* [Stored data entries]

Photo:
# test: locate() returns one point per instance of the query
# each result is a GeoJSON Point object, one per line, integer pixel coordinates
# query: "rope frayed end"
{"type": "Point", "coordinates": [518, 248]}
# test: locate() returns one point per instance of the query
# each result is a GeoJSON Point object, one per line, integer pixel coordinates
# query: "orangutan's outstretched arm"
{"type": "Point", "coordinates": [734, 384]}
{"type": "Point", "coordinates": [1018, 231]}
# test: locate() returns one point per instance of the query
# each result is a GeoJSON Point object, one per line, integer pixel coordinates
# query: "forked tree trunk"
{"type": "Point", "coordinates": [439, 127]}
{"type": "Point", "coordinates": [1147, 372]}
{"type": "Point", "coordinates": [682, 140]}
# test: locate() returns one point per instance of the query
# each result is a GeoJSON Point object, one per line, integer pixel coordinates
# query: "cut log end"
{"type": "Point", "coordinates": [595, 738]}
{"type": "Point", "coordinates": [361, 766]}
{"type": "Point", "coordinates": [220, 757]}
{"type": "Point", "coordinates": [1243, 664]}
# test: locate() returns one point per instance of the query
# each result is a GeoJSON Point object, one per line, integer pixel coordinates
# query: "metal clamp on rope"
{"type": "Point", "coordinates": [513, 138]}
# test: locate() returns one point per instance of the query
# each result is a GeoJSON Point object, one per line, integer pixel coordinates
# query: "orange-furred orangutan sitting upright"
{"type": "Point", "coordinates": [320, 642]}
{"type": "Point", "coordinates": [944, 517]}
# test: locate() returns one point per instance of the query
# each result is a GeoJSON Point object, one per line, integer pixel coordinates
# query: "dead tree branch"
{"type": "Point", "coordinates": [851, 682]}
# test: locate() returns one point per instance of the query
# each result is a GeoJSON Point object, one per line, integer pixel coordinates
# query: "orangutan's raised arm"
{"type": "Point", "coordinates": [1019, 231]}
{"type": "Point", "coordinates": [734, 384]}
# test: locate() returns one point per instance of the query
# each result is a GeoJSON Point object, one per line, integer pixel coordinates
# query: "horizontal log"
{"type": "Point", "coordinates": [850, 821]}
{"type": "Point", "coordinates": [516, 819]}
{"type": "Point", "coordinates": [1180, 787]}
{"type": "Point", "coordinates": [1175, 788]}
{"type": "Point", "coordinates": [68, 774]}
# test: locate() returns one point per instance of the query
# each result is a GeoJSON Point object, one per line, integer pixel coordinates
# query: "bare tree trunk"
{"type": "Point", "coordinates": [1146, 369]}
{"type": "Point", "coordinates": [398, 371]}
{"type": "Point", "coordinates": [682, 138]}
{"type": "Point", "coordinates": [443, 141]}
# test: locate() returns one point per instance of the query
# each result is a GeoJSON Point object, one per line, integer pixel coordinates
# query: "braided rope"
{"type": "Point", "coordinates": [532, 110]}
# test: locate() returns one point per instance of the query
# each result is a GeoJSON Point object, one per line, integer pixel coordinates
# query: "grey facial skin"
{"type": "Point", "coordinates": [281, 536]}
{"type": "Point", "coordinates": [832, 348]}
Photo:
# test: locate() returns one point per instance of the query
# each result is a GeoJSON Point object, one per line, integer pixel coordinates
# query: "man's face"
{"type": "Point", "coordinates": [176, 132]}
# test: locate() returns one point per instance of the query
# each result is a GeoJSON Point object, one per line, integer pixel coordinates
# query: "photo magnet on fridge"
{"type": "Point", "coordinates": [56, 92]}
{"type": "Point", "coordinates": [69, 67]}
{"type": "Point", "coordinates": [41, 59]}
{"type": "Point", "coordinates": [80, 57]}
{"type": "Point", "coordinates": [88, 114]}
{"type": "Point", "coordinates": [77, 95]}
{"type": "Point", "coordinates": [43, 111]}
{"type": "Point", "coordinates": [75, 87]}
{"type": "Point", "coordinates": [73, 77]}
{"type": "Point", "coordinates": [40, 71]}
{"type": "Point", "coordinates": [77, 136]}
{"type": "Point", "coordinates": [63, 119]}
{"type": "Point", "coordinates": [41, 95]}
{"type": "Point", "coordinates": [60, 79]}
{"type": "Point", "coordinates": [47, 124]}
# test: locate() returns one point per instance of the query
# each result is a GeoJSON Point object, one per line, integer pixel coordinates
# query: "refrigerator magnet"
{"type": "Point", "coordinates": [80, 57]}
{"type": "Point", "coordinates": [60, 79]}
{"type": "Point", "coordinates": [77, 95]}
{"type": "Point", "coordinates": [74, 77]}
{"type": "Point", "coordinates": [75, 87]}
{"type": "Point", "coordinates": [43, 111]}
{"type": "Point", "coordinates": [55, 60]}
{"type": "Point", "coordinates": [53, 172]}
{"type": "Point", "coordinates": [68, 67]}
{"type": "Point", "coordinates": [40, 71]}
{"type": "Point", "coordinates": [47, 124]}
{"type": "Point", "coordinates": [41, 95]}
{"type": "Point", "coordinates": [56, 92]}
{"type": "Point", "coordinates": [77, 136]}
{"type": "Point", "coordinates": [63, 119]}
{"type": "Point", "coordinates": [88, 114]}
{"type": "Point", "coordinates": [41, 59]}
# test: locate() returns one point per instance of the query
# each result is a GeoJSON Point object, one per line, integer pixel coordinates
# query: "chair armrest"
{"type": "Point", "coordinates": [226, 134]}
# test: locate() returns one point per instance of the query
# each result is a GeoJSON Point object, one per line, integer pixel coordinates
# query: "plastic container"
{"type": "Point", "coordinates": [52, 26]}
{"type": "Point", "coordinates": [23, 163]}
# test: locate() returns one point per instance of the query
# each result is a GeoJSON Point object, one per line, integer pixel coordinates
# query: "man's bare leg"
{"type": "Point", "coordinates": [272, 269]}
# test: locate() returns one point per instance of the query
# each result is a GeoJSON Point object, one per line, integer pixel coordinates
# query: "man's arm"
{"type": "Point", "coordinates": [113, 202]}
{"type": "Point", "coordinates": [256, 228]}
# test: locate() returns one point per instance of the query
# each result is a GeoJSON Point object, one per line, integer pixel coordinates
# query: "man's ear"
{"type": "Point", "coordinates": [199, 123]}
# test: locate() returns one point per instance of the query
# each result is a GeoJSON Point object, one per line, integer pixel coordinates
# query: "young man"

* [Task requirements] Reproduce the entries above exactly, every line included.

* [Solution to this task]
Photo:
# test: locate() returns one point per instance of the query
# each result is a GeoJSON Point object, one per line, integer pixel coordinates
# query: "rope frayed end"
{"type": "Point", "coordinates": [518, 248]}
# test: locate() returns one point per instance of the query
# each result is a GeoJSON Point object, one per line, integer pixel coordinates
# query: "orangutan's outstretched arm"
{"type": "Point", "coordinates": [734, 384]}
{"type": "Point", "coordinates": [1018, 231]}
# test: locate() returns one point per instance of the query
# each result is a GeoJSON Point object, one per line, integer pixel coordinates
# query: "forked tree trunk"
{"type": "Point", "coordinates": [439, 127]}
{"type": "Point", "coordinates": [1147, 372]}
{"type": "Point", "coordinates": [682, 140]}
# test: locate() returns one point per instance of the query
# each result is a GeoJSON Point object, one per line, integer pixel coordinates
# query: "cut log end"
{"type": "Point", "coordinates": [595, 738]}
{"type": "Point", "coordinates": [361, 766]}
{"type": "Point", "coordinates": [220, 757]}
{"type": "Point", "coordinates": [1243, 664]}
# test: locate() returns one point per instance of the query
# each result is a GeoJSON Point object, one per line, integer pixel coordinates
# query: "metal clamp on rope"
{"type": "Point", "coordinates": [513, 138]}
# test: locate() returns one point per instance of the query
# each result is a GeoJSON Point object, one per line, integer pixel coordinates
# query: "orange-furred orangutan sitting upright"
{"type": "Point", "coordinates": [320, 642]}
{"type": "Point", "coordinates": [944, 517]}
# test: locate() returns one point per instance of the query
# each result is a GeoJSON Point object, one per line, integer pixel coordinates
# query: "dead tree branch"
{"type": "Point", "coordinates": [851, 682]}
# test: locate() returns one point per instance of the query
# each result is a GeoJSON Point object, one per line, integer pixel coordinates
# query: "orangutan's raised arm"
{"type": "Point", "coordinates": [1019, 231]}
{"type": "Point", "coordinates": [734, 384]}
# test: locate() returns one point per instance of the query
# each result is a GeoJSON Point object, one per line, integer pixel coordinates
# query: "horizontal log"
{"type": "Point", "coordinates": [850, 821]}
{"type": "Point", "coordinates": [516, 819]}
{"type": "Point", "coordinates": [1180, 787]}
{"type": "Point", "coordinates": [1175, 788]}
{"type": "Point", "coordinates": [68, 774]}
# test: locate() returns one point per instance of the query
# each result is a GeoJSON Point object, one per line, integer pixel coordinates
# query: "bare tree trunk"
{"type": "Point", "coordinates": [1146, 369]}
{"type": "Point", "coordinates": [398, 371]}
{"type": "Point", "coordinates": [682, 138]}
{"type": "Point", "coordinates": [443, 141]}
# test: locate() returns one point per instance of the query
# each result is a GeoJSON Point object, one per line, integer pixel coordinates
# query: "braided rope"
{"type": "Point", "coordinates": [532, 110]}
# test: locate() returns one point per instance of the query
# each result is a GeoJSON Point object, one per line, integer pixel coordinates
# query: "grey facial skin"
{"type": "Point", "coordinates": [281, 536]}
{"type": "Point", "coordinates": [832, 348]}
Photo:
# test: locate() returns one point per instance of the query
# each result is a GeoJSON Point object, one per line, integer pixel coordinates
# query: "man's face"
{"type": "Point", "coordinates": [176, 132]}
# test: locate() returns one point per instance of the query
# each result is a GeoJSON Point object, one per line, integer pixel coordinates
# query: "photo magnet on fridge"
{"type": "Point", "coordinates": [56, 92]}
{"type": "Point", "coordinates": [69, 67]}
{"type": "Point", "coordinates": [41, 59]}
{"type": "Point", "coordinates": [80, 57]}
{"type": "Point", "coordinates": [88, 114]}
{"type": "Point", "coordinates": [77, 95]}
{"type": "Point", "coordinates": [43, 111]}
{"type": "Point", "coordinates": [75, 87]}
{"type": "Point", "coordinates": [73, 77]}
{"type": "Point", "coordinates": [40, 71]}
{"type": "Point", "coordinates": [77, 136]}
{"type": "Point", "coordinates": [63, 119]}
{"type": "Point", "coordinates": [41, 95]}
{"type": "Point", "coordinates": [60, 79]}
{"type": "Point", "coordinates": [47, 124]}
# test: locate() returns one point per instance of the query
# each result is a GeoJSON Point object, one per line, integer pixel coordinates
# query: "refrigerator magnet"
{"type": "Point", "coordinates": [80, 57]}
{"type": "Point", "coordinates": [60, 79]}
{"type": "Point", "coordinates": [77, 95]}
{"type": "Point", "coordinates": [74, 77]}
{"type": "Point", "coordinates": [75, 87]}
{"type": "Point", "coordinates": [43, 111]}
{"type": "Point", "coordinates": [55, 60]}
{"type": "Point", "coordinates": [53, 172]}
{"type": "Point", "coordinates": [68, 67]}
{"type": "Point", "coordinates": [40, 71]}
{"type": "Point", "coordinates": [47, 124]}
{"type": "Point", "coordinates": [41, 95]}
{"type": "Point", "coordinates": [56, 92]}
{"type": "Point", "coordinates": [77, 136]}
{"type": "Point", "coordinates": [63, 119]}
{"type": "Point", "coordinates": [88, 114]}
{"type": "Point", "coordinates": [41, 59]}
# test: locate() returns one point per instance of the query
# each result is a GeoJSON Point object, one per line, integer pixel coordinates
# query: "chair armrest"
{"type": "Point", "coordinates": [226, 134]}
# test: locate() returns one point per instance of the query
# each result is a GeoJSON Point object, one per line, integer pixel coordinates
# query: "plastic container"
{"type": "Point", "coordinates": [52, 26]}
{"type": "Point", "coordinates": [23, 163]}
# test: locate() returns one point per instance of the query
# each result is a GeoJSON Point object, one per line, integer pixel coordinates
# query: "man's bare leg"
{"type": "Point", "coordinates": [272, 269]}
# test: locate() returns one point per instance of the query
# each result is a GeoJSON Point object, one per line, integer pixel coordinates
# query: "man's arm"
{"type": "Point", "coordinates": [113, 202]}
{"type": "Point", "coordinates": [256, 228]}
# test: locate() returns one point per instance of the query
# each result is a GeoJSON Point object, one per line, integer pixel coordinates
# query: "man's ear"
{"type": "Point", "coordinates": [199, 123]}
# test: locate() returns one point per instance of the query
# each result is a GeoJSON Point object, one per line, integer pixel coordinates
# query: "young man"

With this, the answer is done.